— START EXCERPTED DATA —
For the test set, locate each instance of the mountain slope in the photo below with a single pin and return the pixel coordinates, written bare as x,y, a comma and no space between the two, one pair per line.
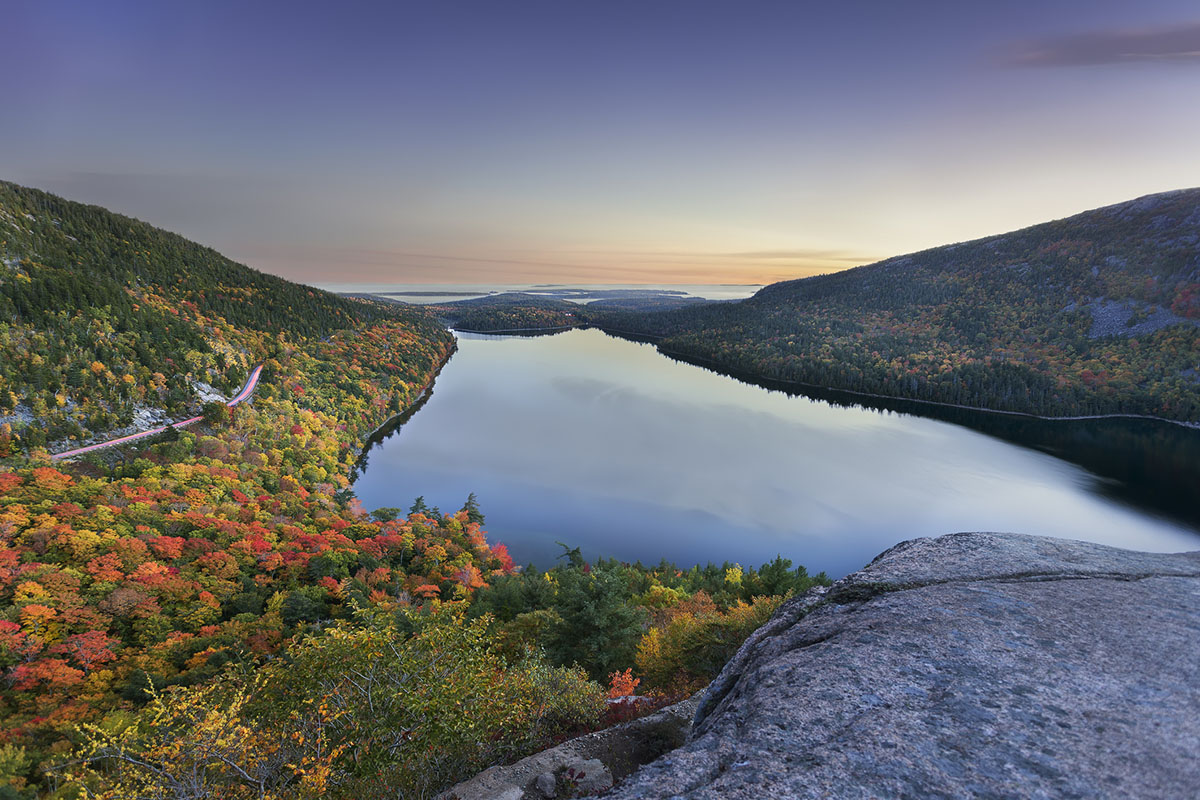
1098,313
102,316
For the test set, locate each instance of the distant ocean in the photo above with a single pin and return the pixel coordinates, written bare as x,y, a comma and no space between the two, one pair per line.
429,293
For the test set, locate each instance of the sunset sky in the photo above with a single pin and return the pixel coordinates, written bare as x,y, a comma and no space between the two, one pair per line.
580,140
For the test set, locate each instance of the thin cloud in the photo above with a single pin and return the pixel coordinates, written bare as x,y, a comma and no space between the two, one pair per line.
1174,44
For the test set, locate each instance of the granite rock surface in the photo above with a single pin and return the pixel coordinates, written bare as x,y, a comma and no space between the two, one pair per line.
966,666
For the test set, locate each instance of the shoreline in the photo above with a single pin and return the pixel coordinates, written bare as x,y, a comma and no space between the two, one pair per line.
649,338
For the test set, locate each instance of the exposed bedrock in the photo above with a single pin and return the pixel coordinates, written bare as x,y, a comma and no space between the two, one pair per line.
966,666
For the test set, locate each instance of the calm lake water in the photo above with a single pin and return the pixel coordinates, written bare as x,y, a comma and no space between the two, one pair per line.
607,445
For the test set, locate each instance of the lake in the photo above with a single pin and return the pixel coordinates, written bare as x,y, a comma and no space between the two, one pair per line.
607,445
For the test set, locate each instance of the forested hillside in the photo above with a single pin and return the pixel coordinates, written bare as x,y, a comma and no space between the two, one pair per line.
102,316
214,614
1097,313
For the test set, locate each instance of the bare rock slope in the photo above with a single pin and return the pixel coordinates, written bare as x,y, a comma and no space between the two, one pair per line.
967,666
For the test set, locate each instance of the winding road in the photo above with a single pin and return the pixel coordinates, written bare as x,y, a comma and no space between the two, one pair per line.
246,391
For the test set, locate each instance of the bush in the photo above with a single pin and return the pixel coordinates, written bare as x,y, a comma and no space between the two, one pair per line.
388,705
688,651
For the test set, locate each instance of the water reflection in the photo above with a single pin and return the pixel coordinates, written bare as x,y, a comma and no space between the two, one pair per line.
609,445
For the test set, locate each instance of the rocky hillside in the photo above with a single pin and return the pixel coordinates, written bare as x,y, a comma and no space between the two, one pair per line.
967,666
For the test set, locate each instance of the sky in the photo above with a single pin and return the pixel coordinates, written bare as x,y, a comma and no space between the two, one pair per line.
597,140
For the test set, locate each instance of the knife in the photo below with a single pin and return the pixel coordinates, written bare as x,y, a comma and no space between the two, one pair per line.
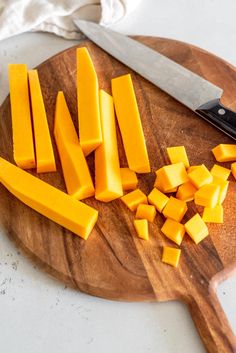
— END EXCERPTED DATA —
PROBLEM STATEMENT: Can you return every one of the entries above word for word, leaving the pictures out?

FINISHED EXERCISE:
For the test set, locate each instance of the mountain slope in the photo below with a single pin and return the pixel coordinates, written bare as x,y, a comma and no space between the two, one pair per line.
1098,313
102,316
For the test set, locate each instance of the distant ocean in the photo above with a single pin and return the pixel coordinates, written bare as x,y, a comma and no space between the two, one pair per line.
429,293
For the test set, locate each instance of the sunset sky in the photo above with a single pin and return the pixel coordinates, written bare as x,y, a comma and no space between the two, one pair per line.
580,140
For the test set, locate each instance of the thin cloud in the photo above with a single pin and return the pixel coordinates, written bare as x,y, a comma and no space between the two, one pair per line.
1174,44
For the test set, locate each instance of the granite rock surface in the photo above with a single pin and return the pixel coordinates, written bare as x,y, a comma and no space between the two, one pair per line.
966,666
For the test set, locate each instance of the shoreline in the photo above with a single pin and return the pixel coordinates, written bare as x,y, a comma and no space between the two, one pair per line.
649,338
For the test set, locate each instance of the exposed bedrock in the photo above with a single pin and return the pixel coordinates, written bare as x,y, a comma and no space between the two, one pair per line.
966,666
For the test set, locate each instance of the calm lake water in the photo above with a single pin and return the pixel coordinates, written bare as x,y, a comma and no space between the two, one pair per line.
607,445
For the test set, locate each instance of the lake in the photo above with a single pin and return the pixel coordinates, written bare as x,y, a comma and no space between the two, one pair per line.
607,445
For the test set, locate each instance of the forested hillside in the photo above with a single pin and return the pixel coordinates, written bare as x,y, a comma and no space between the two, one pair per line.
102,316
214,614
1097,313
For the test set, locate each instance of the bare rock slope in the photo above with a single pin and return the pixel coordinates, written bare as x,y, a comma and no space between the two, one pair per line.
967,666
For the test set, locate each instance of the winding road in the photo above with a single pin and return the pixel coordinates, written bare as x,y, a comma and no space between the two, one pair per line.
246,391
For the test set, locate each instance of the bush in the photo above with a single pin and return the pixel coordinates, written bare as x,y, a comma and no space between the two, one pair per line.
388,705
688,651
For the test set, locate each instance of the water reflection in the photo above with a single pin and return the pixel coordinates, written bare as x,y, a comma and no space between the two, one pair per line.
609,445
For the test set, locate each instance of the rocky hillside in the photo above with a single pin and return the pixel coordinates, written bare as x,y, a comma and no space between the two, one pair per line.
967,666
For the test set, locate each instance of the sky in the photo above with a single pin and return the pixel coordinates, written bare as x,y, a comma and no space between the two, one pair per line.
597,140
For the test set, locate each instance of the knife in the photo below with a single pin and return the pixel coordinates, written bare as x,y, a comma and no space between the two, one pair per line.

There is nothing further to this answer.